WRITTEN TASK 1: Rewrite the passage of the gt formatting guide that begins at the words "The accuracy argument" and ends after "accuracy = 8)", swapping each "measurement" for "size".
WRITTEN TASK 2: According to the gt formatting guide, what fraction does the value 0.3333 round to when accuracy = 8?

---- DOCUMENT EXTRACT

Let’s convert decimal measurements to fractions, which is particularly useful for imperial measurements:

dplyr::tibble(
  item = c("Bolt A", "Bolt B", "Bolt C", "Bolt D"),
  length = c(0.25, 0.5, 0.75, 1.375)
) |>
  gt() |>
  fmt_fraction(columns = length)
item length
Bolt A 1/4
Bolt B 1/2
Bolt C 3/4
Bolt D 1 3/8

The decimal lengths are now displayed as fractions: 1/4, 1/2, 3/4, and 1 3/8. This presentation is immediately recognizable to anyone who has worked with imperial measurements.

The accuracy argument lets you constrain fractions to specific denominators:

dplyr::tibble(
  item = c("Cut 1", "Cut 2", "Cut 3"),
  measurement = c(0.3333, 0.6667, 0.125)
) |>
  gt() |>
  fmt_fraction(columns = measurement, accuracy = 8)
item measurement
Cut 1 3/8
Cut 2 5/8
Cut 3 1/8

With accuracy = 8, all fractions use eighths as the maximum denominator. The value 0.3333 rounds to 3/8 rather than displaying as 1/3. This is particularly useful when working with standard measurement increments.

3.2 Scientific and engineering formats

When dealing with very large or very small numbers, exponential notation provides a compact and standardized representation. The gt package offers two functions for this purpose: fmt_scientific() and fmt_engineering(). While both express numbers as a coefficient multiplied by a power of 10, they differ in a crucial way that affects readability in different contexts.

Scientific notation expresses any number in the form m × 10^n, where the mantissa m is a value between 1 and 10 (specifically, 1 ≤ |*m*| < 10). For example:

  • 4,700 becomes 4.70 × 10^3
  • 0.00022 becomes 2.20 × 10^-4
  • 299,792,458 becomes 2.998 × 10^8

This format is standard in scientific publications because it normalizes all values to the same mantissa range, making it easy to compare orders of magnitude at a glance.

--------
---- GIVEN MATERIAL

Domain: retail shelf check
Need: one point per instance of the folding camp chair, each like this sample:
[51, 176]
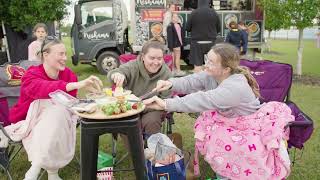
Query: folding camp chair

--------

OUTPUT 1:
The accuracy argument lets you constrain fractions to specific denominators:

dplyr::tibble(
  item = c("Cut 1", "Cut 2", "Cut 3"),
  size = c(0.3333, 0.6667, 0.125)
) |>
  gt() |>
  fmt_fraction(columns = size, accuracy = 8)

OUTPUT 2: It rounds to 3/8.